___ Provided information ___

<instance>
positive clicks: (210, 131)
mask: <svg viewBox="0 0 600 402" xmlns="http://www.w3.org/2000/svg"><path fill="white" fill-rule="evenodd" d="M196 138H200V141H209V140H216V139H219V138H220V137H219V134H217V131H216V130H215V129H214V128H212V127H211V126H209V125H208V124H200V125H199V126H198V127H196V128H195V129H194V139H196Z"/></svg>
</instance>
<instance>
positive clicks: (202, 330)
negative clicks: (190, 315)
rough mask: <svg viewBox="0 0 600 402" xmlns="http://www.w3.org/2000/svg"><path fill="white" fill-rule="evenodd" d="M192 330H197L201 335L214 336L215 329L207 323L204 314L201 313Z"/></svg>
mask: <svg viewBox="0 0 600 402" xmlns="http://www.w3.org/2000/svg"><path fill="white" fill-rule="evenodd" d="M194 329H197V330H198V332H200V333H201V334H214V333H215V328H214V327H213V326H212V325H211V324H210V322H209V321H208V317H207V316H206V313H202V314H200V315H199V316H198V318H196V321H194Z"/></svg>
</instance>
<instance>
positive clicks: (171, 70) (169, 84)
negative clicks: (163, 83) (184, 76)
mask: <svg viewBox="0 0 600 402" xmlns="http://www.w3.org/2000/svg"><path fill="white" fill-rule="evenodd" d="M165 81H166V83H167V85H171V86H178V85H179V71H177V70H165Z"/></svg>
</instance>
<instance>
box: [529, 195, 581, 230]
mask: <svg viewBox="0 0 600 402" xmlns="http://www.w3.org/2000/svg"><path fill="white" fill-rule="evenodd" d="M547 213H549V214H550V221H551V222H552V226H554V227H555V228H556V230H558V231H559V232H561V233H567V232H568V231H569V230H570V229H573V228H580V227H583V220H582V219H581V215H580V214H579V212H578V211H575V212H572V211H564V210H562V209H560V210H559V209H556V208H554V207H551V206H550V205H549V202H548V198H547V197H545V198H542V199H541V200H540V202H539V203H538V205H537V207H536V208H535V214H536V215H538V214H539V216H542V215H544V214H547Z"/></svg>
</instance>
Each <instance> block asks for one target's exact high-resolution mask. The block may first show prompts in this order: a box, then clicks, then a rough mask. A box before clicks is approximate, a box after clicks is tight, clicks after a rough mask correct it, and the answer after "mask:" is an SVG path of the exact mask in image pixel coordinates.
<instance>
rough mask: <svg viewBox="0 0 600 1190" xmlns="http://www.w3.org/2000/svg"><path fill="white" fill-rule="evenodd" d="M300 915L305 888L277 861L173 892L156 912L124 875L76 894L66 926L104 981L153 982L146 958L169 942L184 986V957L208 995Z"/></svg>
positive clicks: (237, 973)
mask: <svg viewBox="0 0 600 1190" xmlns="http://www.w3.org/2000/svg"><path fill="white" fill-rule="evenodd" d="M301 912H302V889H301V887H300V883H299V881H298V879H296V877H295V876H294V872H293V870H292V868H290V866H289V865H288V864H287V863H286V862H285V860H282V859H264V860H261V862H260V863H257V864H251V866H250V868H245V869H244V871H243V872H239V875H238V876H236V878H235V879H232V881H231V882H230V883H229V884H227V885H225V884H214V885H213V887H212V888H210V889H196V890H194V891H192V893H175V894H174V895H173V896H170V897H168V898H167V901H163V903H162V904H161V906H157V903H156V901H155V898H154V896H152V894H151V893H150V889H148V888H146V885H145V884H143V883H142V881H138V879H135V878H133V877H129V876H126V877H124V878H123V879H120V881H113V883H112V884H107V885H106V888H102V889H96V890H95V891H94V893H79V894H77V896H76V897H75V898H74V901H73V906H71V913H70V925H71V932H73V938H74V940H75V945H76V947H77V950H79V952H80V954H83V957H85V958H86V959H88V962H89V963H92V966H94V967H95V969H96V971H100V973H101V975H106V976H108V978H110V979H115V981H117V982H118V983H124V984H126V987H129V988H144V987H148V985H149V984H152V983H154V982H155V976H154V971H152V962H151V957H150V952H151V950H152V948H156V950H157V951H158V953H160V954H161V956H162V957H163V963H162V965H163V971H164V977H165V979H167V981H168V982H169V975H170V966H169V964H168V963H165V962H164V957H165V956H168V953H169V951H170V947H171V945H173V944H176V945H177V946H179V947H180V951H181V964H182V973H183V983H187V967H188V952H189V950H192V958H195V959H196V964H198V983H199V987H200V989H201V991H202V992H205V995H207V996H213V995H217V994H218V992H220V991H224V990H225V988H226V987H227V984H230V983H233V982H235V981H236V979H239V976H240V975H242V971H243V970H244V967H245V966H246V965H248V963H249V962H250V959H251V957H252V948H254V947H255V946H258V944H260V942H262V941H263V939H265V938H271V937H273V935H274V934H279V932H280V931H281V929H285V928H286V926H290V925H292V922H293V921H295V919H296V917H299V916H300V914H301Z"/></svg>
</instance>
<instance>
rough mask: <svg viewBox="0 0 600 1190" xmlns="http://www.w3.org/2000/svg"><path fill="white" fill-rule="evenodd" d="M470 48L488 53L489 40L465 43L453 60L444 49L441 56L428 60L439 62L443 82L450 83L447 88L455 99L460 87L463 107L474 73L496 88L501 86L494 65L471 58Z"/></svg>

___
___ Provided information ___

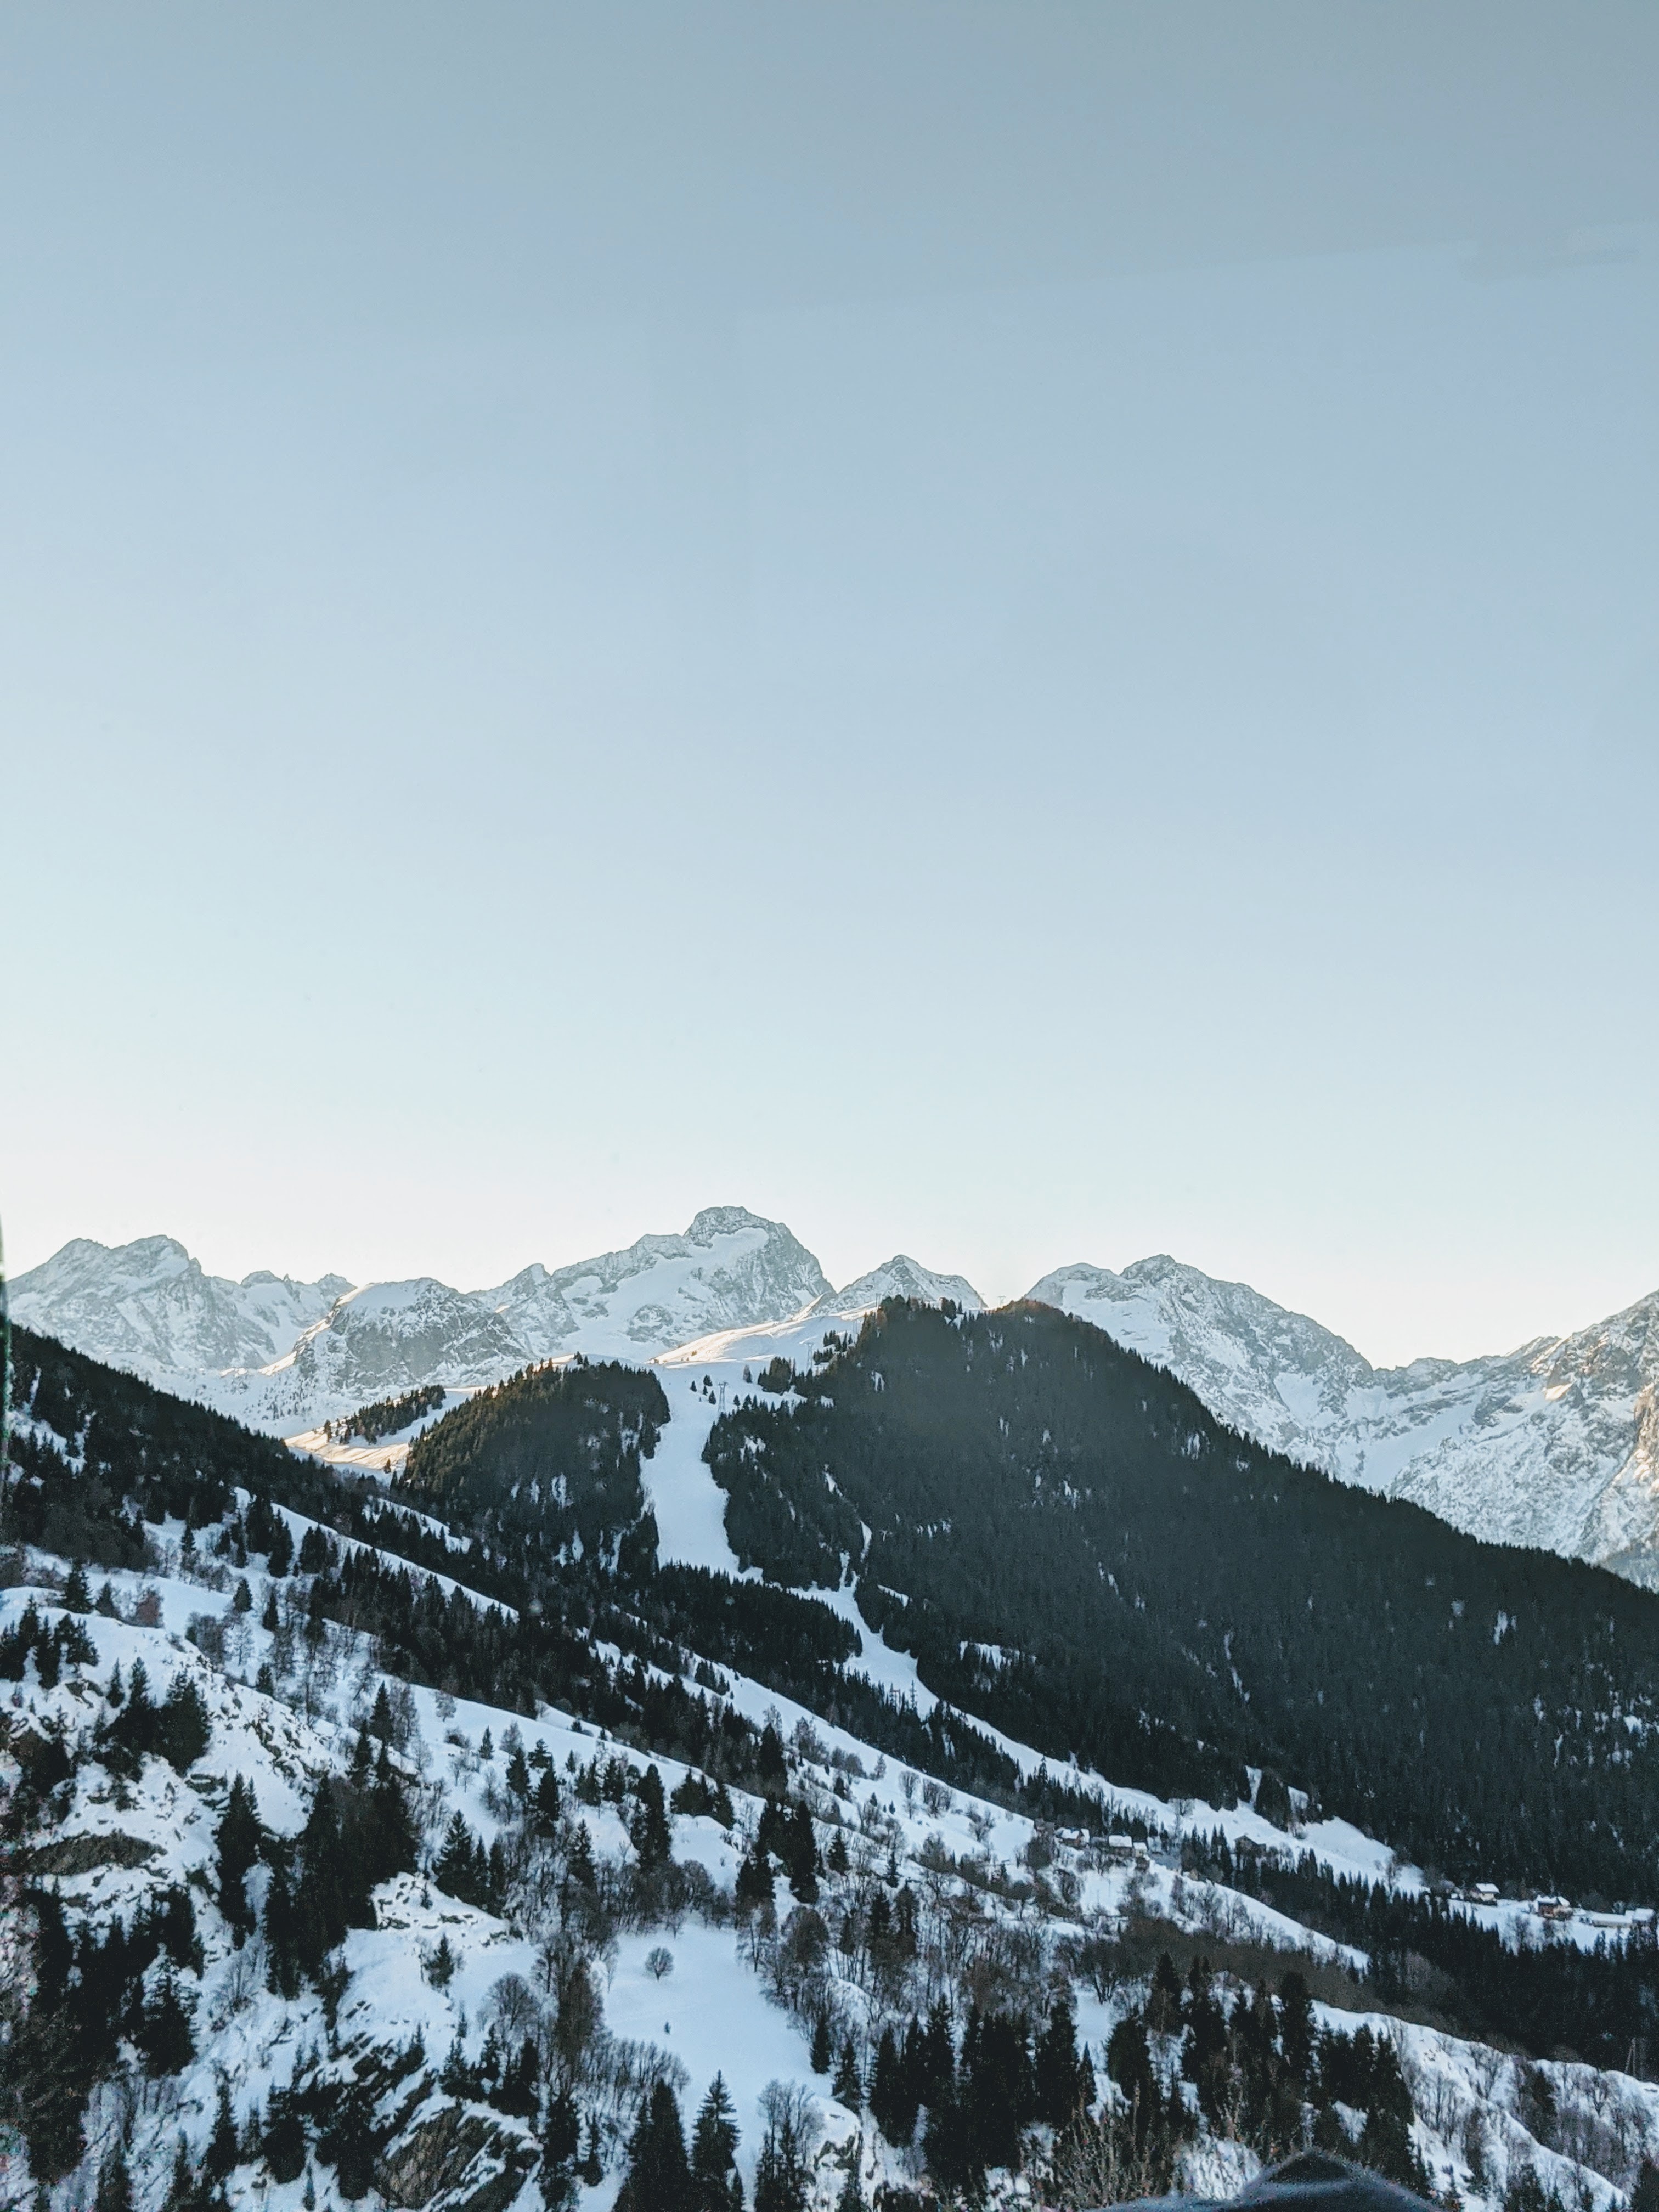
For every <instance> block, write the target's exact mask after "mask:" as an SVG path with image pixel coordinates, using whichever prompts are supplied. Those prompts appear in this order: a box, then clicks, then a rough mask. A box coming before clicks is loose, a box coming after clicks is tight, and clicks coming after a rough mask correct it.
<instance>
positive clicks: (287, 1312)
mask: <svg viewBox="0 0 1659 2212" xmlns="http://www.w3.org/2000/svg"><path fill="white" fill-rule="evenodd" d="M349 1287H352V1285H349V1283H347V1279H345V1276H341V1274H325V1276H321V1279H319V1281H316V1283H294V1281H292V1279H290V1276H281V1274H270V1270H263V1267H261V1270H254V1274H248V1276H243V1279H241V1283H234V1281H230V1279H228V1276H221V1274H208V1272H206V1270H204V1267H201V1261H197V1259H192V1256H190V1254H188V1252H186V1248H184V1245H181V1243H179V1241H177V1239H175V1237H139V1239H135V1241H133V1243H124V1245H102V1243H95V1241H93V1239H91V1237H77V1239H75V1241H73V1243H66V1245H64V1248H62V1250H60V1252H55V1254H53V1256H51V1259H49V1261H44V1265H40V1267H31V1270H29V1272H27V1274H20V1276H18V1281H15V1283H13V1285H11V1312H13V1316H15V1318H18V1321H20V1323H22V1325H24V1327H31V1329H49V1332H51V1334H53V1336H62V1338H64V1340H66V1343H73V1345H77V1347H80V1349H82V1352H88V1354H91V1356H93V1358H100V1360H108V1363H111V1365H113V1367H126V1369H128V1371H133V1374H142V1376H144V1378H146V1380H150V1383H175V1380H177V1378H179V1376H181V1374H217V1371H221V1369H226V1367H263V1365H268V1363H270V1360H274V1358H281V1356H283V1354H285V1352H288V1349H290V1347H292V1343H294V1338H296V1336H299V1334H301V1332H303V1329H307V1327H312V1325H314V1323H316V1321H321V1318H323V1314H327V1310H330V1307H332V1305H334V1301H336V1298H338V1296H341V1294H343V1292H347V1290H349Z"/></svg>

___

Among the records above, extract exactly the lines from the line with "negative clicks: (163, 83) (184, 76)" to the line with "915L305 888L277 861L173", both lines included, and leave out the rest.

▶ Response to the task:
negative clicks: (163, 83) (184, 76)
mask: <svg viewBox="0 0 600 402" xmlns="http://www.w3.org/2000/svg"><path fill="white" fill-rule="evenodd" d="M165 81H166V83H167V85H171V86H178V85H179V71H177V70H165Z"/></svg>
</instance>
<instance>
box: [529, 195, 581, 230]
mask: <svg viewBox="0 0 600 402" xmlns="http://www.w3.org/2000/svg"><path fill="white" fill-rule="evenodd" d="M547 213H549V214H550V221H551V222H552V226H554V227H555V228H556V230H558V231H559V232H561V233H567V232H568V231H569V230H570V229H573V228H580V227H583V220H582V219H581V215H580V214H579V212H578V211H575V212H572V211H564V210H562V209H560V210H559V209H556V208H554V207H551V206H550V205H549V202H548V198H547V197H545V198H542V199H541V200H540V202H539V203H538V205H537V207H536V208H535V214H536V215H538V214H539V216H542V215H544V214H547Z"/></svg>
</instance>
Each <instance> block asks for one target's exact high-resolution mask. The block may first show prompts in this order: a box, then clicks, then a rough mask. A box before clicks is approximate, a box after clicks is tight, clicks after a rough mask correct it, and the answer after "mask:" is an SVG path of the exact mask in image pixel coordinates.
<instance>
rough mask: <svg viewBox="0 0 600 1190" xmlns="http://www.w3.org/2000/svg"><path fill="white" fill-rule="evenodd" d="M300 915L305 888L277 861L173 892L156 912L124 875L76 894L66 926L104 981L153 982L146 958L169 942L184 986V957L208 995Z"/></svg>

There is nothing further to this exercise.